--- GIVEN PASSAGE ---

--- BEGIN ---

# Regarding Boots



## 48blake (2 Nov 2009)

I recieved my kit list awhile back and was just wondering - it tells me I am required to bring boot polish, but not parade gloss. Should I pick up a tin of this as well? 

Cheers and thanks for the help.


----------



## ballz (2 Nov 2009)

48blake said:
			
		

> I recieved my kit list awhile back and was just wondering - it tells me I am required to bring boot polish, but not parade gloss. Should I pick up a tin of this as well?
> 
> Cheers and thanks for the help.



Are you talking about for basic? If so, this should be posted on the "Basic Training" board. This website is not just for people preparing for basic training, but since there are so many people in that situation, you have your own board for questions so that the rest of the forum isn't flooded with them.

--- END ---

--- LISTED ENTRIES ---
--- BEGIN ---

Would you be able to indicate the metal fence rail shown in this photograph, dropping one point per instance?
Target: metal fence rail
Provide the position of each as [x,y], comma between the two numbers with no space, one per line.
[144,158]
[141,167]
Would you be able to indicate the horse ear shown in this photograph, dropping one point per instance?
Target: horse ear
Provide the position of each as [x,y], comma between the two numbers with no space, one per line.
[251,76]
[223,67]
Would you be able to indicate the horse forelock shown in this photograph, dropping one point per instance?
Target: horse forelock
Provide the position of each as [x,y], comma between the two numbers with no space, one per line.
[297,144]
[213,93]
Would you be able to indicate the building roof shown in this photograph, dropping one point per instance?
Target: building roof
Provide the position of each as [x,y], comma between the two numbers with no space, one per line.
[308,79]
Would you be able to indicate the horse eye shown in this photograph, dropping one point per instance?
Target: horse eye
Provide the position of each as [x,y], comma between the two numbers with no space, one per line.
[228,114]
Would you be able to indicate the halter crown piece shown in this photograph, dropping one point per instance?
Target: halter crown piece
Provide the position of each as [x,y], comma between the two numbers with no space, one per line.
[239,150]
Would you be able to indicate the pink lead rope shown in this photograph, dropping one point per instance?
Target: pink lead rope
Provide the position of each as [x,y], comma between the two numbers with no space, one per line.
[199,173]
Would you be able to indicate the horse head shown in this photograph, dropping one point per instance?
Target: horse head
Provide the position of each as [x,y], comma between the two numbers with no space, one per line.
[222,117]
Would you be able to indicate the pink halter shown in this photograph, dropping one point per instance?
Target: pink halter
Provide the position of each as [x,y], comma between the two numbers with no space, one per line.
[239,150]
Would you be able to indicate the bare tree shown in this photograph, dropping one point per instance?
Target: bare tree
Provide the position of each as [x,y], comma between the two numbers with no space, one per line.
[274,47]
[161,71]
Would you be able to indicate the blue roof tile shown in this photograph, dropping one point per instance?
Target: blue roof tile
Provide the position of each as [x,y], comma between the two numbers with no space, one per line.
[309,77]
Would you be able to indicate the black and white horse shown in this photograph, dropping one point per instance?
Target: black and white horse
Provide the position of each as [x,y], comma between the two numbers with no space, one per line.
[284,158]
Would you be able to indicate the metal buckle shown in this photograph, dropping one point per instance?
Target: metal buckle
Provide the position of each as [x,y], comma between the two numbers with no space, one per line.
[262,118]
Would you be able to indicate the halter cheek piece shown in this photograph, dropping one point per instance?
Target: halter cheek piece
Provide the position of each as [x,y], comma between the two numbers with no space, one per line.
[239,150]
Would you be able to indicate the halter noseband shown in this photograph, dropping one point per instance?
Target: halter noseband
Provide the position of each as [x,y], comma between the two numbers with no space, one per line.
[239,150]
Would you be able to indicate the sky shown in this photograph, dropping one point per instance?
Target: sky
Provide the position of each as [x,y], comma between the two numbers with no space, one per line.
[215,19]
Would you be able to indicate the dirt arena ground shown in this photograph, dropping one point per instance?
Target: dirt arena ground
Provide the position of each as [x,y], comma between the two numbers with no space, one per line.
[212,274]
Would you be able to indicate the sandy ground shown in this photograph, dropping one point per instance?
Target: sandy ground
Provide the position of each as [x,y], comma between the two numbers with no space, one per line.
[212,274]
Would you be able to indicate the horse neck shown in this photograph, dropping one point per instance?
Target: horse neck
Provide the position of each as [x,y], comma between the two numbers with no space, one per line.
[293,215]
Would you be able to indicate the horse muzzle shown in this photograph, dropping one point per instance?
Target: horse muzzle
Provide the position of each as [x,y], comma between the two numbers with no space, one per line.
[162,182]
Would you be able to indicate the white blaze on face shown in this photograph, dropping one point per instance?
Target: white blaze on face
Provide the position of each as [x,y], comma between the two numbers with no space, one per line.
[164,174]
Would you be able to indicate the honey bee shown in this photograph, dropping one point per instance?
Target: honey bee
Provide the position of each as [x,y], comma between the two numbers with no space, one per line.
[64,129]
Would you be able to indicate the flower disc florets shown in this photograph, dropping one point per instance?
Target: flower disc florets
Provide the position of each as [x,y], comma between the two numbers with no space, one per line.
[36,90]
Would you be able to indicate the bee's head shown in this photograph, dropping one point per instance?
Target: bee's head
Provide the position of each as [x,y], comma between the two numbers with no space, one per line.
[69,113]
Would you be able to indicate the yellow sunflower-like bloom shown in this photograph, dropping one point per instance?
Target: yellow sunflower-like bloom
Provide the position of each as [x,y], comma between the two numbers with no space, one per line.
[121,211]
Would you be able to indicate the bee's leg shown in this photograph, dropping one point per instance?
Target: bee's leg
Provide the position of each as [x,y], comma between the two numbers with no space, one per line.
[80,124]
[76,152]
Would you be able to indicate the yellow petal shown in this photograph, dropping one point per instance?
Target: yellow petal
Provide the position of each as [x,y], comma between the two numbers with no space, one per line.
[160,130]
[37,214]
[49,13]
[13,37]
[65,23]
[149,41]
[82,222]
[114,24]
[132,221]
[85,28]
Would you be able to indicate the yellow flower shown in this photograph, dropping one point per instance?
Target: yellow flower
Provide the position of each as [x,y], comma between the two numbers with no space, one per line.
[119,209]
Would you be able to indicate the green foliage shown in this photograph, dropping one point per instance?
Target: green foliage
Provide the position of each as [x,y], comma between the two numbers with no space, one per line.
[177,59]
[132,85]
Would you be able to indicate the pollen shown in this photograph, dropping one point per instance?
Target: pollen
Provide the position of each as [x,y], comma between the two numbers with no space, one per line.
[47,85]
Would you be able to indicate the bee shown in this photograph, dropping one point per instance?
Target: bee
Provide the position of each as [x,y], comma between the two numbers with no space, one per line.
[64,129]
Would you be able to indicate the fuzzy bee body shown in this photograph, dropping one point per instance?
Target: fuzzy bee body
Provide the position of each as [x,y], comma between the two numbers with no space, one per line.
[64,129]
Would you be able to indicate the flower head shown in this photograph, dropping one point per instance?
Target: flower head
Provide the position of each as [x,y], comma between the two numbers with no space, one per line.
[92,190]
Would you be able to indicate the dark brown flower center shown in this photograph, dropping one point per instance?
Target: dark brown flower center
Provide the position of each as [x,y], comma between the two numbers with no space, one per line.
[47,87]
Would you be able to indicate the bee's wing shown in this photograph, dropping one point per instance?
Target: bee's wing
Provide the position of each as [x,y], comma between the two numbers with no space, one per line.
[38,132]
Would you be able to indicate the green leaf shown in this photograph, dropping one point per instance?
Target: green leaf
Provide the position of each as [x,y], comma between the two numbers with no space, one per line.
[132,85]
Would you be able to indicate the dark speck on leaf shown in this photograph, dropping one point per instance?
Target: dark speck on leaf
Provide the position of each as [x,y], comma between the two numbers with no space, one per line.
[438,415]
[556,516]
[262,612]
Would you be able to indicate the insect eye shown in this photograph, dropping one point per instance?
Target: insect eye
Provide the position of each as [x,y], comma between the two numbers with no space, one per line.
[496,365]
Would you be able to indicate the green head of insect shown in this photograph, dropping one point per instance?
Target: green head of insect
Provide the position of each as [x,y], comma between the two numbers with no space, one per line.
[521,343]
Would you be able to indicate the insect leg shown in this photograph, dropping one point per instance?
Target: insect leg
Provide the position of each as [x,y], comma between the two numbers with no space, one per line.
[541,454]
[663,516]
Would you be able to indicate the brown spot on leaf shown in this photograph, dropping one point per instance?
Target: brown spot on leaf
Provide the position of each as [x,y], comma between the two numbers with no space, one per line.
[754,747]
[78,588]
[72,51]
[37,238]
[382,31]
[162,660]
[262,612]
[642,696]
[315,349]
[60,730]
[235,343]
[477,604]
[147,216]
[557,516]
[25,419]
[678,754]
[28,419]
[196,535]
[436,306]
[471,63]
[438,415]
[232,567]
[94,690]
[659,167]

--- END ---

--- DIRECTION ---
Please rewrite the part of the boots thread that opens with the words "Are you talking" and closes with "flooded with them.", putting "section" in place of "board".

--- SOLUTION TO THIS TASK ---
Are you talking about for basic? If so, this should be posted on the "Basic Training" section. This website is not just for people preparing for basic training, but since there are so many people in that situation, you have your own section for questions so that the rest of the forum isn't flooded with them.